How to complete this task
Before copying, remove every picture, and then repeat all entries below precisely as written.

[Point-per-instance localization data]
* * * *
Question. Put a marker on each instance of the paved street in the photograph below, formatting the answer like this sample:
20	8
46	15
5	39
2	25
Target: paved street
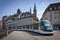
22	35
* * * *
Output of the exercise
Question. Put a marker on each instance of the paved street in the photograph below, formatting the answer like this sample:
20	8
46	15
5	39
2	25
Target: paved street
22	35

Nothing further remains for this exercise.